▶ _Supplied passage_:
——————

The 2.520 mi (4.056 km) road racing course was constructed on 720 acres (2.9 km2) by Marin County owners Robert Marshall Jr., an attorney from Point Reyes, and land developer Jim Coleman of Kentfield. The two conceived of the idea of a race track while on a hunting trip. Ground was broken in August 1968 and paving of the race surface was completed in November. The first official event at Sears Point was an SCCA Enduro, held on December 1, 1968.

In 1969 the track was sold to Filmways Corp., a Los Angeles-based entertainment company for $4.5 million. In May 1970 the track was closed and became a tax shelter for Filmways after losses of $300,000 were reported. Hugh Harn of Belvedere and Parker Archer of Napa arranged to lease the track from Filmways in 1973. Bob Bondurant, owner and operator of the Bob Bondurant School of High Performance Driving, and partner Bill Benck took over management and control of the leased raceway from Parker Archer and Hugh Harn in 1974. A few years later a group calling itself Black Mountain Inc., which included Bondurant, William J. Kolb of Del Mar and Howard Meister of Newport Beach, purchased the track from Filmways for a reported $1.5 million.

American Motorcycle Association national motocross races in the hills north of Turn 7 became popular with Bay Area fans, but were phased out by the end of the decade because of rising insurance costs.


In 1981 Filmways regained ownership of the track after a financial dispute with Black Mountain group. Jack Williams, the 1964 NHRA top-fuel drag racing champion, Rick Betts and John Andersen purchased the track from Filmways at an auction for $800,000. The track was renamed Sears Point International Raceway. In 1985 the track was completely repaved, in part with funds donated from the "Pave the Point" fund raising campaign. The first shop spaces (buildings A, B, C, and D in the main paddock area) were built.

Tony Stewart at Infineon in 2005

In 1986 Harvey "Skip" Berg of Tiburon, CA took control of the track and became a major stockholder in Brenda Raceway Corp., which controlled the track until 1996. Additional buildings constructed on the property brought shop space to more than 700,000 sq ft (65,000 m2) during 1987. In addition, a five-year contract was signed with the National Hot Rod Association for the California Nationals. The NASCAR Winston Cup Series debuted at the raceway in 1989.

In 1994 more than $1 million was spent on a beautification project and construction of a 62 ft (19 m)-high, four-sided electronic lap leader board in the center of the road course. In the following years a major $3 million renovation plan included VIP suites and a two-story driver's lounge/emergency medical facility. In 1995 Trans-Am and SportsCar races returned to Sears Point and the NASCAR Craftsman Truck Series was added to the major-events schedule. Owner "Skip" Berg sold the track to O. Bruton Smith, chairman of Speedway Motorsports, Inc. in November 1996.

——————

▶ _Actions to take_:
[1] Translate this sentence from the Sears Point history into Spanish: "The track was renamed Sears Point International Raceway."
[2] From the Sears Point history, please copy out the part that opens with the words containing "In 1969 the" and closes with "a reported $1.5 million.".

——————

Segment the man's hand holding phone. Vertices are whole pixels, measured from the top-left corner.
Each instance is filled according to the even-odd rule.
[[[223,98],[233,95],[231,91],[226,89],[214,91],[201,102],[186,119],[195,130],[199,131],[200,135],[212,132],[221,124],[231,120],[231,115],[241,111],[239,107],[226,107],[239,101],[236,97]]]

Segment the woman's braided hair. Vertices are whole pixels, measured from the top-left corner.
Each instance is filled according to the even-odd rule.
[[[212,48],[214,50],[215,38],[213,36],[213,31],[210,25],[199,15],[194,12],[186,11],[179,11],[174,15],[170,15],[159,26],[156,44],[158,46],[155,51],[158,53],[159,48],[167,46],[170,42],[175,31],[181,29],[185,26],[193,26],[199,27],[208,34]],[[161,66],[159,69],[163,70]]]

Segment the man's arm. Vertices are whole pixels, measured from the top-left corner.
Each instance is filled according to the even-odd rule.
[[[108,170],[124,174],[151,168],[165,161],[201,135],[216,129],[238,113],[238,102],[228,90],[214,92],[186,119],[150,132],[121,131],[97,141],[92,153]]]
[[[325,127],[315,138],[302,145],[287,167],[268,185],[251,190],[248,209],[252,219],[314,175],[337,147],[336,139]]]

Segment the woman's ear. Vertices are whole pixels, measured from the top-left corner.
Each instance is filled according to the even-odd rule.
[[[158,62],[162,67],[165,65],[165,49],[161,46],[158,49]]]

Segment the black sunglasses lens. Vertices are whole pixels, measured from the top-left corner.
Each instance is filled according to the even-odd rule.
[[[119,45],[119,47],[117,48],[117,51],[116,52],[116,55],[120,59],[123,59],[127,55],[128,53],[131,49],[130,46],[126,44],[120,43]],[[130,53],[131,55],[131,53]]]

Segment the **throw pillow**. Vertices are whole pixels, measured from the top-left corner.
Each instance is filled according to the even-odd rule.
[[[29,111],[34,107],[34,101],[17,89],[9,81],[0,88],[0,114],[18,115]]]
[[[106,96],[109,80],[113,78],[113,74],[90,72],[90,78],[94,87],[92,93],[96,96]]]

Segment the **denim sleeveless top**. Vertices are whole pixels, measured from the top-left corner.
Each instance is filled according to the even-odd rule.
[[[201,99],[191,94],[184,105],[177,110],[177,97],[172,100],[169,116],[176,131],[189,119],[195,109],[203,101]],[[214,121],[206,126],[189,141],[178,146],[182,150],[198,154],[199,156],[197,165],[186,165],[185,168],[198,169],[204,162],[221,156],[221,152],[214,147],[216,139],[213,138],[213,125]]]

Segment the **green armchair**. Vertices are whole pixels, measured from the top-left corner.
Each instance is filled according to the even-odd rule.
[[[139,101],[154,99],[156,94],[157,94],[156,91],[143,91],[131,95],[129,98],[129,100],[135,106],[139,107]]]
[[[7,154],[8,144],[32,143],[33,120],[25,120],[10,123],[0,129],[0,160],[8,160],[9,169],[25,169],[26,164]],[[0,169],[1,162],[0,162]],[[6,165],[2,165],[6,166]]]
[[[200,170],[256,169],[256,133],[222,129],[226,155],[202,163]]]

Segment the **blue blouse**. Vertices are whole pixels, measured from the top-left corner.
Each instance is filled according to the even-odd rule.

——————

▶ _Responses for each task_:
[1] La pista pasó a llamarse Sears Point International Raceway.

[2]
In 1969 the track was sold to Filmways Corp., a Los Angeles-based entertainment company for $4.5 million. In May 1970 the track was closed and became a tax shelter for Filmways after losses of $300,000 were reported. Hugh Harn of Belvedere and Parker Archer of Napa arranged to lease the track from Filmways in 1973. Bob Bondurant, owner and operator of the Bob Bondurant School of High Performance Driving, and partner Bill Benck took over management and control of the leased raceway from Parker Archer and Hugh Harn in 1974. A few years later a group calling itself Black Mountain Inc., which included Bondurant, William J. Kolb of Del Mar and Howard Meister of Newport Beach, purchased the track from Filmways for a reported $1.5 million.